-- Start --

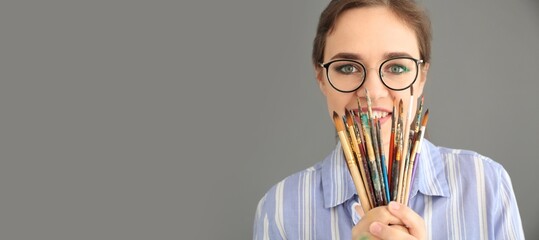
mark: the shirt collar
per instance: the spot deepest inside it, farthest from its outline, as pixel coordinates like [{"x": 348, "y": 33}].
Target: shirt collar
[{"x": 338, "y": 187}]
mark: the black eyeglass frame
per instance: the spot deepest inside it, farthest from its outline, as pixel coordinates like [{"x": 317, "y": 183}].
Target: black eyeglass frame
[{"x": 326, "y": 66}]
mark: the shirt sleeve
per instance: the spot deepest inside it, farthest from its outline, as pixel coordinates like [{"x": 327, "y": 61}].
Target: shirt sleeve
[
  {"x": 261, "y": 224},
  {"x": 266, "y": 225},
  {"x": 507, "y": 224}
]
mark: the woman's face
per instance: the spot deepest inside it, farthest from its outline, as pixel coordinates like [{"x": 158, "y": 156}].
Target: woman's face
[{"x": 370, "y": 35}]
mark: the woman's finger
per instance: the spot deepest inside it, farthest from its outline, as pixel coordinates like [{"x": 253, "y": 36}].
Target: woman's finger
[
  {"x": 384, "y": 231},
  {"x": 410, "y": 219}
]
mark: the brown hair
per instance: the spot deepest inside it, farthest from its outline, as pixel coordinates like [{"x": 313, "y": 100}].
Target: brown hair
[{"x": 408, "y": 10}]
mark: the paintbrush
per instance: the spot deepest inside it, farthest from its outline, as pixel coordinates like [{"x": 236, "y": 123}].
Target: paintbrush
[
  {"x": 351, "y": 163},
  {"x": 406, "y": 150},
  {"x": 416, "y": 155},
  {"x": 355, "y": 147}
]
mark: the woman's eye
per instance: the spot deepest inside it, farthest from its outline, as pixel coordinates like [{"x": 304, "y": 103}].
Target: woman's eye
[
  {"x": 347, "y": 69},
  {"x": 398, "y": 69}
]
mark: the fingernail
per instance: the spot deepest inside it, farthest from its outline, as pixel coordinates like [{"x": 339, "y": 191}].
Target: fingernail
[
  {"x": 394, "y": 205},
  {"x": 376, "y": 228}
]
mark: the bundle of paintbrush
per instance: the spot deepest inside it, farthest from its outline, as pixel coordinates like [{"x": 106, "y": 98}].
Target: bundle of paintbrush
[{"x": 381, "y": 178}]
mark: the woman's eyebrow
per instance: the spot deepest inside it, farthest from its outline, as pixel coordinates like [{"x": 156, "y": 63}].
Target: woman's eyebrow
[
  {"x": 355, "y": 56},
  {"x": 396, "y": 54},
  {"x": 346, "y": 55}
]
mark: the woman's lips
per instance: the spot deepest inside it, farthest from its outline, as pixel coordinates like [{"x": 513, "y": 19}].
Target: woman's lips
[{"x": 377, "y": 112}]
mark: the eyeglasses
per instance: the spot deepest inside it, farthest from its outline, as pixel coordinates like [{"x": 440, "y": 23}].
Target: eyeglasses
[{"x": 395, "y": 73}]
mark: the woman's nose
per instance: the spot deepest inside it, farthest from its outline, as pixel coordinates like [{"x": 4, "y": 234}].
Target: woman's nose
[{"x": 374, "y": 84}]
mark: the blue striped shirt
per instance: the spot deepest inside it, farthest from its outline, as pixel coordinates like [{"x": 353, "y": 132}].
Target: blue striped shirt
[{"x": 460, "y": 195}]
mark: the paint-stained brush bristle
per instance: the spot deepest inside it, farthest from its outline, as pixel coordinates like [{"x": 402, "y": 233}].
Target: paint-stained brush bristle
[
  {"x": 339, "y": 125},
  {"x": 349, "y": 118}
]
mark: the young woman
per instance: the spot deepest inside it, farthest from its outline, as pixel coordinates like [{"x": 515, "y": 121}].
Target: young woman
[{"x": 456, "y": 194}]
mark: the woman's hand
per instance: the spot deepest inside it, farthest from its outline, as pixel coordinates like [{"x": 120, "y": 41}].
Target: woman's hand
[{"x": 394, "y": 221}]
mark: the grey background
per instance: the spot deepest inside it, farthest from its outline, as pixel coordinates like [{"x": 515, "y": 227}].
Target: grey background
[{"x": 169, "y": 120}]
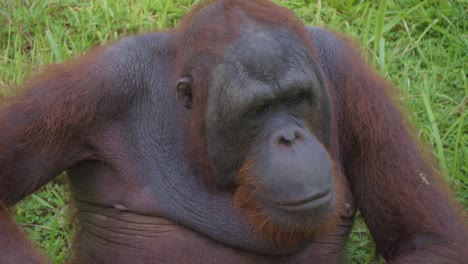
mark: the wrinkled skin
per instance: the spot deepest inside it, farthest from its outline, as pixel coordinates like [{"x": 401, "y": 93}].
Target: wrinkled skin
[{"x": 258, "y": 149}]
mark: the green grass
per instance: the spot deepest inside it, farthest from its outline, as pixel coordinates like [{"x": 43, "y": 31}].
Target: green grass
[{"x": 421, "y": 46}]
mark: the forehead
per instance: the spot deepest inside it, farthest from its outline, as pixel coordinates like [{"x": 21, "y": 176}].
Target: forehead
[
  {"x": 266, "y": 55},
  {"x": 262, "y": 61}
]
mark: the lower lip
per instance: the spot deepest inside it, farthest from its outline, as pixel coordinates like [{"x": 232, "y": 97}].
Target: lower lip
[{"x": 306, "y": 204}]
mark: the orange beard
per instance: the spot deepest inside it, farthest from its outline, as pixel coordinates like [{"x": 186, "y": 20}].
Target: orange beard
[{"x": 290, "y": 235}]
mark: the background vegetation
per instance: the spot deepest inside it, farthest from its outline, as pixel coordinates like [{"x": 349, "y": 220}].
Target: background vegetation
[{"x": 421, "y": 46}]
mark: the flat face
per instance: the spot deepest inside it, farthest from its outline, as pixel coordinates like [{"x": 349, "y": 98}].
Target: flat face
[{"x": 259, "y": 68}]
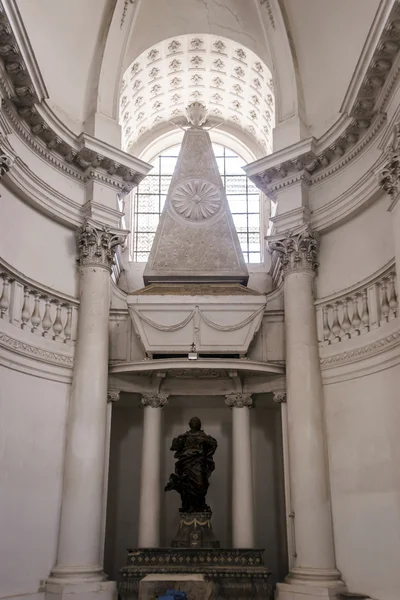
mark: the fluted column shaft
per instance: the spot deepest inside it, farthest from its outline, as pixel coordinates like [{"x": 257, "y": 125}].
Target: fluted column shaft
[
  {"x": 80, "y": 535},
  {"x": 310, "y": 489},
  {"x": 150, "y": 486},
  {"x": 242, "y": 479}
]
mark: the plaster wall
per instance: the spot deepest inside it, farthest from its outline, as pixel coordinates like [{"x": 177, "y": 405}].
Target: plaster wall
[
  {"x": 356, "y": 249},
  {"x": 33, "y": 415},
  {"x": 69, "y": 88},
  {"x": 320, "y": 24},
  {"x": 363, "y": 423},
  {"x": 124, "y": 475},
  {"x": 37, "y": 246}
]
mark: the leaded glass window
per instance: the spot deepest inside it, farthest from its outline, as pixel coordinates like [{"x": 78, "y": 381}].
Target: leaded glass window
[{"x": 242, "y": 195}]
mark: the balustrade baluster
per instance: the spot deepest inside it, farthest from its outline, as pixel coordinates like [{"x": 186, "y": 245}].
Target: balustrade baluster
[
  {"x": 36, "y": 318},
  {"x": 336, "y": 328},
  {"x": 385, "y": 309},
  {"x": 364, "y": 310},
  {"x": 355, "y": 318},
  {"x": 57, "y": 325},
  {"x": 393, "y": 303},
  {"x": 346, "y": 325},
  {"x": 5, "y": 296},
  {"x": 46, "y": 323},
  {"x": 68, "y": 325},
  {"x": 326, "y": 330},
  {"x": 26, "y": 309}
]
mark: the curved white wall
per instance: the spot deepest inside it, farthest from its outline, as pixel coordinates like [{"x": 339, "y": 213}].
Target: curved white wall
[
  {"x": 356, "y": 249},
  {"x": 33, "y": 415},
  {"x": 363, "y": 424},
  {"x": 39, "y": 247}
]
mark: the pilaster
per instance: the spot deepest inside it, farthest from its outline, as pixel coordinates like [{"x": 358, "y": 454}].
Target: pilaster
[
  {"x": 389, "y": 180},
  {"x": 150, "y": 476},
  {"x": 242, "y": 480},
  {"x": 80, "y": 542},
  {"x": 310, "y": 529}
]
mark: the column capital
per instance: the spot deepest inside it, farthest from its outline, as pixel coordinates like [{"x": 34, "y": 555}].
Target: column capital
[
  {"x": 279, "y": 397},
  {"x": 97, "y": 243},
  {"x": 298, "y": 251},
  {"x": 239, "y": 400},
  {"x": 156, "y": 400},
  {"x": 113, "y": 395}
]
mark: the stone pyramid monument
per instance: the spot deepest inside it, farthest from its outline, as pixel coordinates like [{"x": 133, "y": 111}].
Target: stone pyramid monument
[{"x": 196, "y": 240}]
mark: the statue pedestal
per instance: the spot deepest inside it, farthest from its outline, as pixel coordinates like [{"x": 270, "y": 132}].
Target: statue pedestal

-- End --

◆ **Aim of the task**:
Please copy the records from the line containing "mark: the stone pyramid monument" through the end of the records, swapping "statue pedestal" for "statue plinth" and leaving everything else unchanged.

◆ **Result for this exercise**:
mark: the stone pyramid monument
per instance: the spot deepest inside it, farthest from its outline, as pixel coordinates like [{"x": 133, "y": 111}].
Target: stone pyramid monument
[{"x": 196, "y": 240}]
mark: the statue plinth
per instance: the spot deepest inside it, farthest from its outline, as pixel coordinates like [{"x": 270, "y": 132}].
Target: statue plinth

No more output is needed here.